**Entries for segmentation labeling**
----------------------------------------

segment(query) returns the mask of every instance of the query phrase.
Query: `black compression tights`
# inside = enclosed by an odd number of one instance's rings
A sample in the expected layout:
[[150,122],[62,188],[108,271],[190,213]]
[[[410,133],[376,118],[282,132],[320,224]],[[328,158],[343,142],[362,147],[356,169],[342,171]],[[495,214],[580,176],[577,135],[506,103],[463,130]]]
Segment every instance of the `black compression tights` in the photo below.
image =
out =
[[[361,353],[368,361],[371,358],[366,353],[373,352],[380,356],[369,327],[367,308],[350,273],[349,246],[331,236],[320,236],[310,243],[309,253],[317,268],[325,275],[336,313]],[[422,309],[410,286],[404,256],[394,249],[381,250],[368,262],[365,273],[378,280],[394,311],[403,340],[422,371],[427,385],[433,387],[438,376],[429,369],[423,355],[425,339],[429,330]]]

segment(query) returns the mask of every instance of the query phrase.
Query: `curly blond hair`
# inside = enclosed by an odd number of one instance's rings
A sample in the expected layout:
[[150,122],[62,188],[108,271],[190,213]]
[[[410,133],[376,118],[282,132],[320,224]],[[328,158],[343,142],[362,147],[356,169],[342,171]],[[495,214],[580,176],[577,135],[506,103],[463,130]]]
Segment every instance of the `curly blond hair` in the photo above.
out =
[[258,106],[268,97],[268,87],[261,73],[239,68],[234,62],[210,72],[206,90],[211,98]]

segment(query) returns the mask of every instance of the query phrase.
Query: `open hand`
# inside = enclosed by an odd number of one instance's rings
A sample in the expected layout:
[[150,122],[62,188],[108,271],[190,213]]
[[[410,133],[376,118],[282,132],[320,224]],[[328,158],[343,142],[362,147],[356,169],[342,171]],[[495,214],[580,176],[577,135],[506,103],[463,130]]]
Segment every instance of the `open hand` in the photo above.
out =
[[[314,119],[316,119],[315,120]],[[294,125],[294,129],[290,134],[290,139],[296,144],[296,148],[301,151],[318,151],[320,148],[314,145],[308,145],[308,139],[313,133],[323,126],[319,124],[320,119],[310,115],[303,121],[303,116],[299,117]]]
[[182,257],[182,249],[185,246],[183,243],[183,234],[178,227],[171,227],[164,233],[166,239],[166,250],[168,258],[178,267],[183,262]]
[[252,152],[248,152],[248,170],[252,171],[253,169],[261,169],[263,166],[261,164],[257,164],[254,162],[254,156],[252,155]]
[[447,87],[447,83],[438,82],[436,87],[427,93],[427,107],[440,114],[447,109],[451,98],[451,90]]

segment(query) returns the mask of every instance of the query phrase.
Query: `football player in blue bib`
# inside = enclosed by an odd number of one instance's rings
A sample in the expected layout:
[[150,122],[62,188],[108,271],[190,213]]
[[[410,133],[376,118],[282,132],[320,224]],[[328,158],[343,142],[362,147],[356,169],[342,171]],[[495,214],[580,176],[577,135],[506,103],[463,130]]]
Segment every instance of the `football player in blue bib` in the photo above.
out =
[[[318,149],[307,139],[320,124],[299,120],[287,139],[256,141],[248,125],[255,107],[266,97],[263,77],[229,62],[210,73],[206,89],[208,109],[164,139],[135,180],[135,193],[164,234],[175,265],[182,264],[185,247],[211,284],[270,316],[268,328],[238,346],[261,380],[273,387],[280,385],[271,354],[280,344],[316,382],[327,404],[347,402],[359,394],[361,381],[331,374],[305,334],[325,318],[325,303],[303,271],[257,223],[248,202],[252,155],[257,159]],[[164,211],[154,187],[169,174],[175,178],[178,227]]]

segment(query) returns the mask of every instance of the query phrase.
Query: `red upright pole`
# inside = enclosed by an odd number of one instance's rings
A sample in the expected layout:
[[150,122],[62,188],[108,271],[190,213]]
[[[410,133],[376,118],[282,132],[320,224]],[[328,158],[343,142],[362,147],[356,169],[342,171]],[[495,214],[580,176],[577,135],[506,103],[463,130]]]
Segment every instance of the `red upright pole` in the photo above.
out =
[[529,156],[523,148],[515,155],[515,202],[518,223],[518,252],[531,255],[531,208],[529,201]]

----------------------------------------

Please pick out every line above that contains the string "open", and copy each one. Matching is case-sensitive.

**Written reply**
Query: `open hand`
Segment every instance of the `open hand` in the photo above.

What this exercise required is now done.